# [Work to do]
Say whether each statement agrees with the forum thread on Ryzen lockups, answering yes or no and quoting the thread's deciding words: 1. AMD support advised disabling C6 in the BIOS. 2. A BIOS update left the rdrand bug unpatched on asheshambasta's processor. 3. After adding the kernel option, bassmadrigal's computer ran for over 90 days until a power outage forced a shutdown.

# [Passage provided]
Ryzen system, occasional lockups still in 2018?

asheshambasta · 03-31-2020, 10:12 AM

True for both. I'm beginning to regret falling for the Threadripper brandname. I'm now stuck with a very expensive desktop system that needs to be hacked to run normally, not to forget that there are other people reporting that disabling C6 in the BIOS may or may not fix the issue completely. There are other microcode related bugs floating around and AMD is not even close to fixing them, or even admit to these issues so they can be addressed (for example the rdrand bug that was patched last year or so: https://arstechnica.com/gadgets/2019...ed-my-weekend/)

It turns out that my processor was also affected by this at the time of buying, but a BIOS update patched the problem. So now I'm no longer experiencing issues because of this bug but because of something else. Who knows how many more of these issues I will need to fix before this system becomes reliable, if at all?

There is a really expensive lesson to be learnt here for me: stay away from the new hardware and put in months of research before investments in hardware this big.

I since also replied to the AMD support email making it clear to them that their advice cannot really be termed a fix, let alone not even an acceptable response to a customer spending a good chunk of money on their product. I'll keep posting here how this progresses.

At this time, I'd happily trade the horsepower of my Threadripper system for stability.

bassmadrigal · 03-31-2020, 10:37 AM

Quote:

Originally Posted by asheshambasta

So AMD was decently prompt in responding to my support request but far from helpful. Their fix to this issue is to disable C6 in your BIOS. This is 2020, and a high end processor that costs close to $1000 (at the time of buying), and the vendor advises to disable power management to make a system as expensive behave acceptably.
Needless to say, at this point I'm desperate enough to try anything to make the desktop work decently, so I'll take their advice. But I'm keeping away from AMD for the time being for all new hardware investment for the foreseeable future.

I would highly recommend trying the rcu-nocbs kernel option on your CPU. It has completely solved my lockups for over 2 years. I used to get them every few days or maybe 1-2 weeks max, and since adding it, I've had my computer running for over 90 days before a power outage forced me to shut it down.

With using it, you would add rcu-nocbs=0-15 to your kernel appends (replacing the 15 with the number of simultaneous threads you can handle minus one -- mine is a Ryzen 7 1800x, which is 8c/16t, so mine is 0-15). NOTE: You do need to have a few things enabled in the kernel to use this option, but if you're using Pat's -current kernel or his config from -current, they are already enabled.

Code:

k/kernel-source-4.14.35-noarch-1.txz:  Upgraded.
   RCU_EXPERT n -> y
  +RCU_FANOUT 32
  +RCU_FANOUT_LEAF 16
  +RCU_FAST_NO_HZ y
  +RCU_NOCB_CPU y
  Thanks to alienBOB.

# [Data segment]
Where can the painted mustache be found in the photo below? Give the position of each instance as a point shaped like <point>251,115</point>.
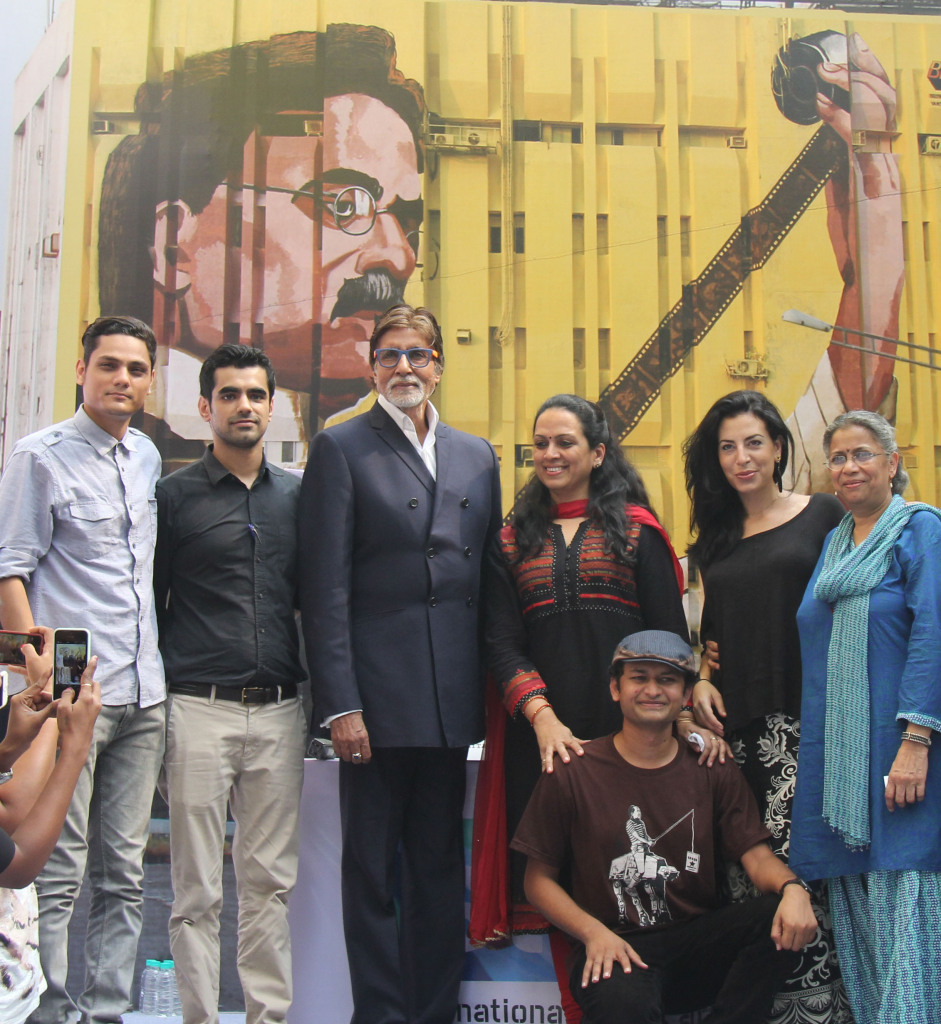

# [Final result]
1. Yes: "Their fix to this issue is to disable C6 in your BIOS."
2. No: "a BIOS update patched the problem."
3. Yes: "I've had my computer running for over 90 days before a power outage forced me to shut it down."